/---

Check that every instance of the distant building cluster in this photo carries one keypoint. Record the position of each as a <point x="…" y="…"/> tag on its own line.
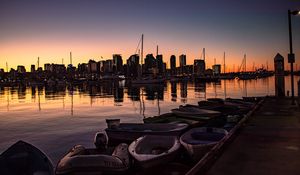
<point x="150" y="66"/>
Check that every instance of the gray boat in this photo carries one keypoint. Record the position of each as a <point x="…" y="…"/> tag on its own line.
<point x="198" y="141"/>
<point x="194" y="112"/>
<point x="128" y="132"/>
<point x="99" y="160"/>
<point x="24" y="158"/>
<point x="152" y="150"/>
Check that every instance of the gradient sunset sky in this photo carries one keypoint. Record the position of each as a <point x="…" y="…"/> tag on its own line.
<point x="92" y="29"/>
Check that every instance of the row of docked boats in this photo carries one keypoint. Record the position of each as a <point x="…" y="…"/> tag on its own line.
<point x="179" y="138"/>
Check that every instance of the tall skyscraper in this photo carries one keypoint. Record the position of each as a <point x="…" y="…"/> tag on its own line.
<point x="182" y="63"/>
<point x="173" y="64"/>
<point x="118" y="63"/>
<point x="32" y="68"/>
<point x="182" y="60"/>
<point x="199" y="67"/>
<point x="160" y="65"/>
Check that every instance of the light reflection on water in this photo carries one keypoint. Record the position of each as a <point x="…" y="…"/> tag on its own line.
<point x="56" y="119"/>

\---

When repeating the material above, keep every line exact and drop all pictures.

• WRITTEN SOLUTION:
Check that every instance of the distant building cluster in this photo carries one keypoint. Record the position of each as a <point x="…" y="…"/> tag on its own line.
<point x="150" y="66"/>
Check that every instance of the gray boat in this photo carries one keypoint. Record the position of each as a <point x="…" y="…"/> tag on its own line.
<point x="198" y="141"/>
<point x="194" y="112"/>
<point x="128" y="132"/>
<point x="99" y="160"/>
<point x="24" y="158"/>
<point x="152" y="150"/>
Check that every instance of the gradient sunset sky in this photo carries one keypoint. Record the position of each as a <point x="…" y="…"/> tag on its own line.
<point x="92" y="29"/>
Check that every instance of the row of docked boats in this photo carries one keypoint. Record the position of each as a <point x="…" y="…"/> tag on its own line.
<point x="179" y="138"/>
Check that every instance of the tall skyscraper in this photo carries one keypoint. Record the position of each as a <point x="…" y="…"/> tag on its own line.
<point x="182" y="63"/>
<point x="173" y="64"/>
<point x="118" y="63"/>
<point x="32" y="68"/>
<point x="182" y="60"/>
<point x="199" y="67"/>
<point x="160" y="65"/>
Check that every instance of the light reflection on water in this photo carries one keypoint. Record the position of each as a <point x="…" y="…"/> tag on its own line.
<point x="56" y="119"/>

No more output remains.